* PASSAGE SHOWN:

[Holmes A, Brown R, Shakesheff K. Engineering tissue alternatives to animals: applying tissue engineering to basic research and safety testing. Regen Med. 2009 Jul;4(4):579-92. doi: 10.2217/rme.09.26.]
The focus for the rapid progress in the field of tissue engineering has been the clinical potential of the technology to repair, replace, maintain or enhance the function of a particular tissue or organ. However, tissue engineering has much wider applicability in basic research and safety testing, which is often not recognized owing to the clinical focus of tissue engineers. Using examples from a recent National Centre for the Replacement, Refinement and Reduction of Animals in Research/Biotechnology and Biological Sciences Research Council symposium, which brought together tissue engineers and scientists from other research communities, this review highlights the potential of tissue engineering to provide scientifically robust alternatives to animals to address basic research questions and improve drug and chemical development in the pharmaceutical and chemical industries.

* ENTRIES PROVIDED:
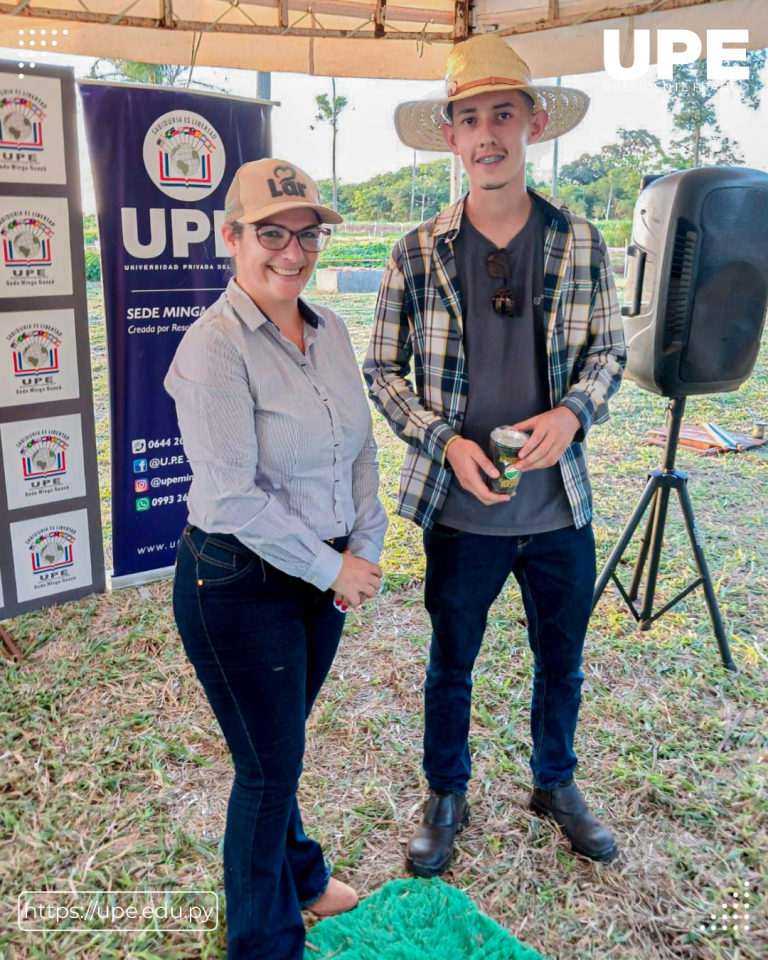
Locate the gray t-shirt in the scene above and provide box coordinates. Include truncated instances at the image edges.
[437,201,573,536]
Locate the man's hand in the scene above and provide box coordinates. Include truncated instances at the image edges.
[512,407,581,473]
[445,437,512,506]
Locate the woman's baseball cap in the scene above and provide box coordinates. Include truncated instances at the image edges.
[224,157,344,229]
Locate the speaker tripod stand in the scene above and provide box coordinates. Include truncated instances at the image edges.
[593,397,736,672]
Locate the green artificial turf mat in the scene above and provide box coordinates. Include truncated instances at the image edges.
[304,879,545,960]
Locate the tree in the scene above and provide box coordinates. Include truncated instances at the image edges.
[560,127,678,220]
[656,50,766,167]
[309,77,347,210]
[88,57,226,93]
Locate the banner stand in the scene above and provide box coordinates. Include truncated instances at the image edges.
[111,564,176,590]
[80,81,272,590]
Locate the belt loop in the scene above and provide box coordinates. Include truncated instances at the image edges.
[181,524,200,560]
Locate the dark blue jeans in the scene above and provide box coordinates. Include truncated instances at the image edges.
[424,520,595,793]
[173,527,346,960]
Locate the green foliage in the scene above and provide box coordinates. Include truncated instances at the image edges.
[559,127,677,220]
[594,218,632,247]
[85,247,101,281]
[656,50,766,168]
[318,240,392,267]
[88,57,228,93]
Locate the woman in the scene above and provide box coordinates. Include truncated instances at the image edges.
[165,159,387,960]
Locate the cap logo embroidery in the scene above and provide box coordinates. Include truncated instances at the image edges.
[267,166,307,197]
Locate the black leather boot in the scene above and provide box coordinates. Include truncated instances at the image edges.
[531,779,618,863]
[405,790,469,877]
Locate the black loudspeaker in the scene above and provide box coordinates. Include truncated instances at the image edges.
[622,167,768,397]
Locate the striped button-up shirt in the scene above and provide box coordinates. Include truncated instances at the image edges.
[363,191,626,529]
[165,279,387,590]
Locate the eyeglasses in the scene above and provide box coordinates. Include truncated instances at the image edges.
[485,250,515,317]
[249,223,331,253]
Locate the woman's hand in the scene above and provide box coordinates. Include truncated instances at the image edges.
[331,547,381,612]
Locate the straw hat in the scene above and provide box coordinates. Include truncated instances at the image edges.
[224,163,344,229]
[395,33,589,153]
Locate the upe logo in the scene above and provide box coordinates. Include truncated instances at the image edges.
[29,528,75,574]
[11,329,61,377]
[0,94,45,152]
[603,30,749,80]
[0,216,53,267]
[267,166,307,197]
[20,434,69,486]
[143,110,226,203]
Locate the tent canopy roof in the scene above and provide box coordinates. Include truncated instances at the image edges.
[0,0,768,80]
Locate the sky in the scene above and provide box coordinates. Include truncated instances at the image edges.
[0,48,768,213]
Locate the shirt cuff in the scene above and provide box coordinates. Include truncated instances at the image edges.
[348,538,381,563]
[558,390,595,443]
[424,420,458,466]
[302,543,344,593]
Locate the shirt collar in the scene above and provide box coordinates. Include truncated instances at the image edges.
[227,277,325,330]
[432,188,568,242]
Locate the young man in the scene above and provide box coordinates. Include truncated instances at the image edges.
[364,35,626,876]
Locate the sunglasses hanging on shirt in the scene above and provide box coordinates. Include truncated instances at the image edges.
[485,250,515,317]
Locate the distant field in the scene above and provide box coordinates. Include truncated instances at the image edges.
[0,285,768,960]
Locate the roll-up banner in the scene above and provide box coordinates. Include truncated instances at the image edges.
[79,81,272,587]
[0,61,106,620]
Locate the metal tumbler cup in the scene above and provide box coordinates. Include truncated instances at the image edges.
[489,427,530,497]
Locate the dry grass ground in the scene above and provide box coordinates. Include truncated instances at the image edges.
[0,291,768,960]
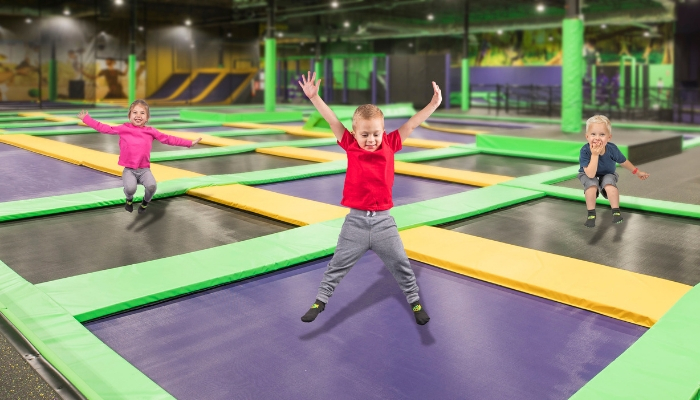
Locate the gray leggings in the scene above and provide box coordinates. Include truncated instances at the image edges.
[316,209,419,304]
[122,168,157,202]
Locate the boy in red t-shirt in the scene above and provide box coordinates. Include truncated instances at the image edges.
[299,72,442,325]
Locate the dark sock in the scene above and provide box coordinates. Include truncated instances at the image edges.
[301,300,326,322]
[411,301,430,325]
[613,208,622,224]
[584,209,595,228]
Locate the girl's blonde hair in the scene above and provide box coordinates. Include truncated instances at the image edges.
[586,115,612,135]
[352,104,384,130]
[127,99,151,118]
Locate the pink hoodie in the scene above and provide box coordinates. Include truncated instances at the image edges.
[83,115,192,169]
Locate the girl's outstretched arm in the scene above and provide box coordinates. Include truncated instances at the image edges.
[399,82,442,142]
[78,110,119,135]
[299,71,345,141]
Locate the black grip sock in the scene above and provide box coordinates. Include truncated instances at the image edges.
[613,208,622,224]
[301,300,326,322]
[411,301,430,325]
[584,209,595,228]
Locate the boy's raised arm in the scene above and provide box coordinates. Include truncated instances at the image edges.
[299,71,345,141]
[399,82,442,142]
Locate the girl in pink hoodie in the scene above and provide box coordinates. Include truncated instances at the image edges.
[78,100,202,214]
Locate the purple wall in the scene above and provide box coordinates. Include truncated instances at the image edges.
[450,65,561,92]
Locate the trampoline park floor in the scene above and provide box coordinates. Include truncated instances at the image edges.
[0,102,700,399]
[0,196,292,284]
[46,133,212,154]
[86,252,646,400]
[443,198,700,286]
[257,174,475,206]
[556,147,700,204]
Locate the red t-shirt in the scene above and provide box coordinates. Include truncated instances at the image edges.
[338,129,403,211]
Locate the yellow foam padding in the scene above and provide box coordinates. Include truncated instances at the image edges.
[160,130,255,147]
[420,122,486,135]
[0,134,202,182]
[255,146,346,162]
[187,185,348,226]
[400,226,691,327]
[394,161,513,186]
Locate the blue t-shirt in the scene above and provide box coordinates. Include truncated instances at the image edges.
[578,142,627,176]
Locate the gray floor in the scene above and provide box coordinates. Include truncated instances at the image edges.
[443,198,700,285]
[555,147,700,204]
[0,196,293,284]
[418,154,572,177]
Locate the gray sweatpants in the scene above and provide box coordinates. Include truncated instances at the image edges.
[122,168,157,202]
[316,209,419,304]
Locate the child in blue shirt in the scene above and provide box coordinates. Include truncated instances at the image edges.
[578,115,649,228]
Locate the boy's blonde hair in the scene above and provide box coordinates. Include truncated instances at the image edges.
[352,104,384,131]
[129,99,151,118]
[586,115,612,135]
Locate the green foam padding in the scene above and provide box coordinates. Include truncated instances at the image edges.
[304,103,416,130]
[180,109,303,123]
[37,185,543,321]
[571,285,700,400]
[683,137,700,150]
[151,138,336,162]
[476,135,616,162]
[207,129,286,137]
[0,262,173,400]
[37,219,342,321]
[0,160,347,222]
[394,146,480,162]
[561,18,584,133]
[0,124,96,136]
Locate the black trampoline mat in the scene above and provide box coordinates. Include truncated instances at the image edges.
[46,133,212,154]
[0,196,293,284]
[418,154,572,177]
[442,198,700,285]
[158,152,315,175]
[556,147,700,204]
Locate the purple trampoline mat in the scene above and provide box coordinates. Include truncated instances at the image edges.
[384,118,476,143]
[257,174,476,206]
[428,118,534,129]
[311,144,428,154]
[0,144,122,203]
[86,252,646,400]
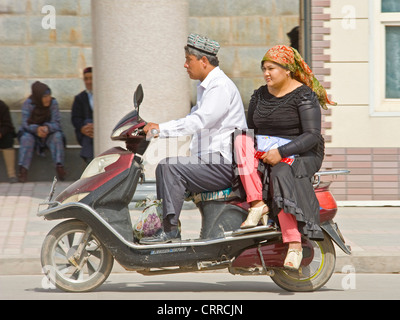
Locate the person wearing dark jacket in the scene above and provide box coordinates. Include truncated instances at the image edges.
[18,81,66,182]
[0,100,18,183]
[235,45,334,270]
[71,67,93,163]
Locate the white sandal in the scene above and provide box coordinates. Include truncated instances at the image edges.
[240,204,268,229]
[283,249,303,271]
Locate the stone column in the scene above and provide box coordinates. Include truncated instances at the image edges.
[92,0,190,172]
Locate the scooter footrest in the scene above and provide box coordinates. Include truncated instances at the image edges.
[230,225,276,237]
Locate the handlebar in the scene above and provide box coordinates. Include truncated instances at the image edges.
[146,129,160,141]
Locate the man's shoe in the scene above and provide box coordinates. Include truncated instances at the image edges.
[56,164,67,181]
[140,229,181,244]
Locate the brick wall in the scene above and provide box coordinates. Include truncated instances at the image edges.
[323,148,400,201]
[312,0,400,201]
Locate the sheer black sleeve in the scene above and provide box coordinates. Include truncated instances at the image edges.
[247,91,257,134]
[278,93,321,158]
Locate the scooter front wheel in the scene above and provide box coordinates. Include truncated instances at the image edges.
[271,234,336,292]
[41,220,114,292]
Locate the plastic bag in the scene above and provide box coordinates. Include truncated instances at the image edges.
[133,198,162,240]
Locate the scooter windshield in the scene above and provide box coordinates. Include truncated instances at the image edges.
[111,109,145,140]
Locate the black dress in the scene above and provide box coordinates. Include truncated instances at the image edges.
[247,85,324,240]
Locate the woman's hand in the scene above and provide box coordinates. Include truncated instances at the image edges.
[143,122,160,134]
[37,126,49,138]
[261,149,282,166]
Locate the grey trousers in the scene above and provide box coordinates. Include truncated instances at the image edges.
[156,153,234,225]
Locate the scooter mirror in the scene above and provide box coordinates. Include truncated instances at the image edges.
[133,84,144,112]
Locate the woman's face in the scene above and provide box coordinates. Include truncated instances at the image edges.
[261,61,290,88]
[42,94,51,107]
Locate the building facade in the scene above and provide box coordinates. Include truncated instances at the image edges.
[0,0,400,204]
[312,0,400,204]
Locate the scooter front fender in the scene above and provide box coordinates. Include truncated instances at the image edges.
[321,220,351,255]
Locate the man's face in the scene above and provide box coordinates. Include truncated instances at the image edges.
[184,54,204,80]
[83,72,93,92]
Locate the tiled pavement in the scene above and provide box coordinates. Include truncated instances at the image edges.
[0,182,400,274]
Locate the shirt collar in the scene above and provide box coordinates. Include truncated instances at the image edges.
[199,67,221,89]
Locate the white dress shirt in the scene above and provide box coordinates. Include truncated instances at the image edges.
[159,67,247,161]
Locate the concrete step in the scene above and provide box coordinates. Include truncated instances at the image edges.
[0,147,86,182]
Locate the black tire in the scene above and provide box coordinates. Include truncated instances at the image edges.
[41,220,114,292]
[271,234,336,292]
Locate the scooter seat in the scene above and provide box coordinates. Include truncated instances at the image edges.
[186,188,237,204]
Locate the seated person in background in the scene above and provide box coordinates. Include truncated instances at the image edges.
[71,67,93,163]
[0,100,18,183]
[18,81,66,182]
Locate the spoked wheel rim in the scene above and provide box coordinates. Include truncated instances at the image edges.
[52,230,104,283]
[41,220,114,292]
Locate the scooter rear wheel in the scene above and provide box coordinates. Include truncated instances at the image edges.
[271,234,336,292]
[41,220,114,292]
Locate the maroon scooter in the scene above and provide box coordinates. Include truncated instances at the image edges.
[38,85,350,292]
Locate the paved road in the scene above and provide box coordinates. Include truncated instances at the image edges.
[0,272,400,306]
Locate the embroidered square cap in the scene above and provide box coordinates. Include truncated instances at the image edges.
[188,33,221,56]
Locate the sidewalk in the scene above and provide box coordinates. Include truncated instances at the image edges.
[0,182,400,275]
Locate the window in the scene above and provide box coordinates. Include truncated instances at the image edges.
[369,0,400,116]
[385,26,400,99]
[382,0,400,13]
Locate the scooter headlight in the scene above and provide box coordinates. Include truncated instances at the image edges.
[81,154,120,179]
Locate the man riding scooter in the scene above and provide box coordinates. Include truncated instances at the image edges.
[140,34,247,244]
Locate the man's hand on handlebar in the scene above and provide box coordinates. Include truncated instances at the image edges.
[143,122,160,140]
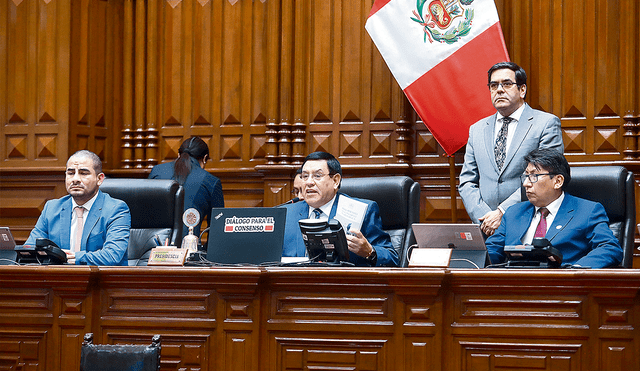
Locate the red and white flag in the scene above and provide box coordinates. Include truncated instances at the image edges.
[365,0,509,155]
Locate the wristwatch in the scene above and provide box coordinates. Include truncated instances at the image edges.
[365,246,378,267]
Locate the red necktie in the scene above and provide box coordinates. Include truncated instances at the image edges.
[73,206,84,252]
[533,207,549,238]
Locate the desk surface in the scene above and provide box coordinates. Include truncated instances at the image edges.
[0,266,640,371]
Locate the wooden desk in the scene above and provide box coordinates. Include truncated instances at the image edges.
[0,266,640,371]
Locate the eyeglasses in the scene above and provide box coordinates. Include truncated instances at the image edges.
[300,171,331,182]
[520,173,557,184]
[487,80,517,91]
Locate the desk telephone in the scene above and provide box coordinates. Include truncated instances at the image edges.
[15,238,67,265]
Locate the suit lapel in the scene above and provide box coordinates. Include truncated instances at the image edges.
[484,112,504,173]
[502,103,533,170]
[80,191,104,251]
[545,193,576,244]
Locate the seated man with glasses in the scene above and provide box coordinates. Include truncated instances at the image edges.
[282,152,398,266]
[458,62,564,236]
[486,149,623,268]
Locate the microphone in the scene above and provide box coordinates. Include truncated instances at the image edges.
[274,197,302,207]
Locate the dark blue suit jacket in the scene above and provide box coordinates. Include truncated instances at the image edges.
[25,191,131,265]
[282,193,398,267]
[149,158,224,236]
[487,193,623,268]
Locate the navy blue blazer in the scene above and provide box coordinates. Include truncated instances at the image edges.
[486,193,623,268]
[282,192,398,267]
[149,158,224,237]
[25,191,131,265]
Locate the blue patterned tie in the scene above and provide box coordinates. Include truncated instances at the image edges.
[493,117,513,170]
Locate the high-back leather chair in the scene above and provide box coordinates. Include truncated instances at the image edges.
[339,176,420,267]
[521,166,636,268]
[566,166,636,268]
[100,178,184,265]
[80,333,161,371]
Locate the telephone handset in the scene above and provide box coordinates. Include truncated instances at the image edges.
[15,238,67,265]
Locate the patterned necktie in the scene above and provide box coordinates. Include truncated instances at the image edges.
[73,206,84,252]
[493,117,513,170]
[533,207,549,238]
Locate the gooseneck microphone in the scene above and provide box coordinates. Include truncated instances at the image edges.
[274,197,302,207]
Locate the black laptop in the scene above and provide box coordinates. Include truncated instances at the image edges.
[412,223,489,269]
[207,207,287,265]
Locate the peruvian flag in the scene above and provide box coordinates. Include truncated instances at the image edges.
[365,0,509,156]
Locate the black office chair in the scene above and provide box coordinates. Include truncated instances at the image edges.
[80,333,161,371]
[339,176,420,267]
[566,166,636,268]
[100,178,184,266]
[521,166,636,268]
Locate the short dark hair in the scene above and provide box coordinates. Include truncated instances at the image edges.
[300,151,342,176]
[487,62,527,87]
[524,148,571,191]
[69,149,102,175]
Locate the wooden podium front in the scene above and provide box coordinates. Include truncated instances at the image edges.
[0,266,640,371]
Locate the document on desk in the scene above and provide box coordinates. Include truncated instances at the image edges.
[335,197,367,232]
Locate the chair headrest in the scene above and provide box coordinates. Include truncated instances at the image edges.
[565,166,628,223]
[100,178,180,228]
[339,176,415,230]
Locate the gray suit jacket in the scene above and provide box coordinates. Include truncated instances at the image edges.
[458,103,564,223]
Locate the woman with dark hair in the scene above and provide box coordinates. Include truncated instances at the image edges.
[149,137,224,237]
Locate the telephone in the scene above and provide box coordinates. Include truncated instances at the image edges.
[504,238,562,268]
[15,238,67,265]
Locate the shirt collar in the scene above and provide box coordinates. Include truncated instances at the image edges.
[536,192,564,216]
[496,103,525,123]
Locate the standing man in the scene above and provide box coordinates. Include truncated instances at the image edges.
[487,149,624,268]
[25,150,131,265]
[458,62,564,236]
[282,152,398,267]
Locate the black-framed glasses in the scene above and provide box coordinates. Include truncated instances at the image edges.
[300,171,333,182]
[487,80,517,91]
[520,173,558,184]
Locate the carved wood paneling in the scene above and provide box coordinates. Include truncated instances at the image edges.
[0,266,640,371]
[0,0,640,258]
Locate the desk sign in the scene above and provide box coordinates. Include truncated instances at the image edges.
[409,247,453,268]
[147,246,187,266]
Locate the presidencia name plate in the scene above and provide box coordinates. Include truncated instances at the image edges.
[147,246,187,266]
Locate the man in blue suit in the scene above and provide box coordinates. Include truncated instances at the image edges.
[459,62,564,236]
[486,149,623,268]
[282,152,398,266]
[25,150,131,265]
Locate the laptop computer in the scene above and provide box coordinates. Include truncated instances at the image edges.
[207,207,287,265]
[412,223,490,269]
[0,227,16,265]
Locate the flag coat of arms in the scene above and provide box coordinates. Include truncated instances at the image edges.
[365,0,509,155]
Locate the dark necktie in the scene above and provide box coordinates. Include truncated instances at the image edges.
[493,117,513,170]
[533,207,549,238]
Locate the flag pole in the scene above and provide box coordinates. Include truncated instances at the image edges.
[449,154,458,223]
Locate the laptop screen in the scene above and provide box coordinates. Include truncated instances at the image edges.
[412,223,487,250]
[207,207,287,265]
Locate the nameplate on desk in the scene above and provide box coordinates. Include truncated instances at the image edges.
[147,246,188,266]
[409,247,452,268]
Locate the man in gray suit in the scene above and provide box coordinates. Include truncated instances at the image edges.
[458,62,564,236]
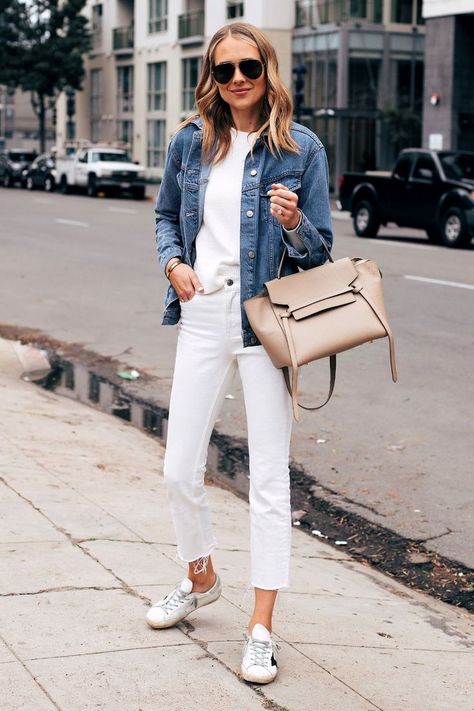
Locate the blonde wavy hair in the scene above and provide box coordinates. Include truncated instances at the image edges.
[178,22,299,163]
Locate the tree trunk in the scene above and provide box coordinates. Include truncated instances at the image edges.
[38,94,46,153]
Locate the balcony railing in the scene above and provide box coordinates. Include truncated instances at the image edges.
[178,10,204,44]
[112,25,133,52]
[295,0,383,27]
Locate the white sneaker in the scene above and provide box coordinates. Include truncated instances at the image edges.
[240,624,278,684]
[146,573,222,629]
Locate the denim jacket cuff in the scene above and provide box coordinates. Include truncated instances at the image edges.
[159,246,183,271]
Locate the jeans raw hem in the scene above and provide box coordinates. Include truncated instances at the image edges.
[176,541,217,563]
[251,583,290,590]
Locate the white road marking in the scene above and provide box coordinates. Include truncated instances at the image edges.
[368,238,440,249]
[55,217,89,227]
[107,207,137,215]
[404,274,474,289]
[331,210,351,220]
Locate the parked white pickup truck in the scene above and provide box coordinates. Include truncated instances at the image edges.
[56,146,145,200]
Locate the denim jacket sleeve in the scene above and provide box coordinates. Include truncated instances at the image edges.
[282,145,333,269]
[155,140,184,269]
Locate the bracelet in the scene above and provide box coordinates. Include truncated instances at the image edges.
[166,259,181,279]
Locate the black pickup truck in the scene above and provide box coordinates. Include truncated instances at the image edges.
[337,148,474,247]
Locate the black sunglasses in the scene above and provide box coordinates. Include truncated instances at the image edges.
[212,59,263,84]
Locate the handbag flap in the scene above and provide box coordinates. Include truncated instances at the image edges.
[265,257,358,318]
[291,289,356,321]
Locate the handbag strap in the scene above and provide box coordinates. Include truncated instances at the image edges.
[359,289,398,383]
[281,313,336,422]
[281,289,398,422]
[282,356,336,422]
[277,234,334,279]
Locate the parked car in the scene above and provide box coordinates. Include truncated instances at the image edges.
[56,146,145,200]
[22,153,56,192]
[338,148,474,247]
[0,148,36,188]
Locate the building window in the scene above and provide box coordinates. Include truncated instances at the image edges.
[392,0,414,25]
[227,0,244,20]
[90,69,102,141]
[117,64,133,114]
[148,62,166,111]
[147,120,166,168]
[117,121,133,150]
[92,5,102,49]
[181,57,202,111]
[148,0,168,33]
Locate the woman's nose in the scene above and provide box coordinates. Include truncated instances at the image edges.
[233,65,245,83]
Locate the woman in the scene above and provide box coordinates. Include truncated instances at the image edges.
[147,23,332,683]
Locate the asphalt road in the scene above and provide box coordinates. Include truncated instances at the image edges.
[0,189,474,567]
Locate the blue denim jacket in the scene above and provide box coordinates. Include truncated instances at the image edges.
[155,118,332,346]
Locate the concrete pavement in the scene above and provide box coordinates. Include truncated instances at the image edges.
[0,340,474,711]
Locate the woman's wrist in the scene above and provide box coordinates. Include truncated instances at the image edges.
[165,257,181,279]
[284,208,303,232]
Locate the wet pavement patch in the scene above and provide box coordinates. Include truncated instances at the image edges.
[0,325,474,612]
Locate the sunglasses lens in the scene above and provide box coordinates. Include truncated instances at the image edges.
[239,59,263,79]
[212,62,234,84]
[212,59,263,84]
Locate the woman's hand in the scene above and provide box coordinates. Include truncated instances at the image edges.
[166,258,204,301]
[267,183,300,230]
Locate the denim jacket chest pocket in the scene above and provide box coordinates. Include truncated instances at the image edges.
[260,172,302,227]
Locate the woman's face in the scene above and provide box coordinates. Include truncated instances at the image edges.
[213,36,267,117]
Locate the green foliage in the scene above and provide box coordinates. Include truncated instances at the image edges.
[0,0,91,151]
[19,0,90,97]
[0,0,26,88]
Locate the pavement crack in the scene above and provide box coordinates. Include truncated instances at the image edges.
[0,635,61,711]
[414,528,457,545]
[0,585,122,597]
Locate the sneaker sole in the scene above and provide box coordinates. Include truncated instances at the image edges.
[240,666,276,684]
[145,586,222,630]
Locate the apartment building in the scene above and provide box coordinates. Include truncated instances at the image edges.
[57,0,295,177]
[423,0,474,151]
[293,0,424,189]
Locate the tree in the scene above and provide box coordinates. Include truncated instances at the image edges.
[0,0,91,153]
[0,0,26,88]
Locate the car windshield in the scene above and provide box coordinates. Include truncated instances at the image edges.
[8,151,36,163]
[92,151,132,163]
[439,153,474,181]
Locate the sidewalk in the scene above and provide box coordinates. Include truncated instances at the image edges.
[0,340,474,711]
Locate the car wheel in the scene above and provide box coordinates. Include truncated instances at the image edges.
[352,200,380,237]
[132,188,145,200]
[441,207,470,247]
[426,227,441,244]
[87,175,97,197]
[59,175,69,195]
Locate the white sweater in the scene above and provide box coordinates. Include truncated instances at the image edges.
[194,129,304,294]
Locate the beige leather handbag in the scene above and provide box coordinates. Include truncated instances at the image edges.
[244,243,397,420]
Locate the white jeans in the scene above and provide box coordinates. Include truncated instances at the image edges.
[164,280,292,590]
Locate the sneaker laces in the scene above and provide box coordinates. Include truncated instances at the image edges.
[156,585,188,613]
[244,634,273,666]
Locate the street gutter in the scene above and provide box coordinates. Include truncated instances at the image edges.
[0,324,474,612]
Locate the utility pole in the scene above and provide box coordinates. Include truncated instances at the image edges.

* WHAT TO DO:
Answer these questions about the tissue engineering review text:
1. In which journal and year was the review published?
2. What has been the focus for the rapid progress in tissue engineering?
3. Which two organizations held the symposium that the review draws its examples from?

* RESULT OF THIS TASK:
1. Regen Med, 2009.
2. The clinical potential of the technology to repair, replace, maintain or enhance the function of a particular tissue or organ.
3. The National Centre for the Replacement, Refinement and Reduction of Animals in Research and the Biotechnology and Biological Sciences Research Council.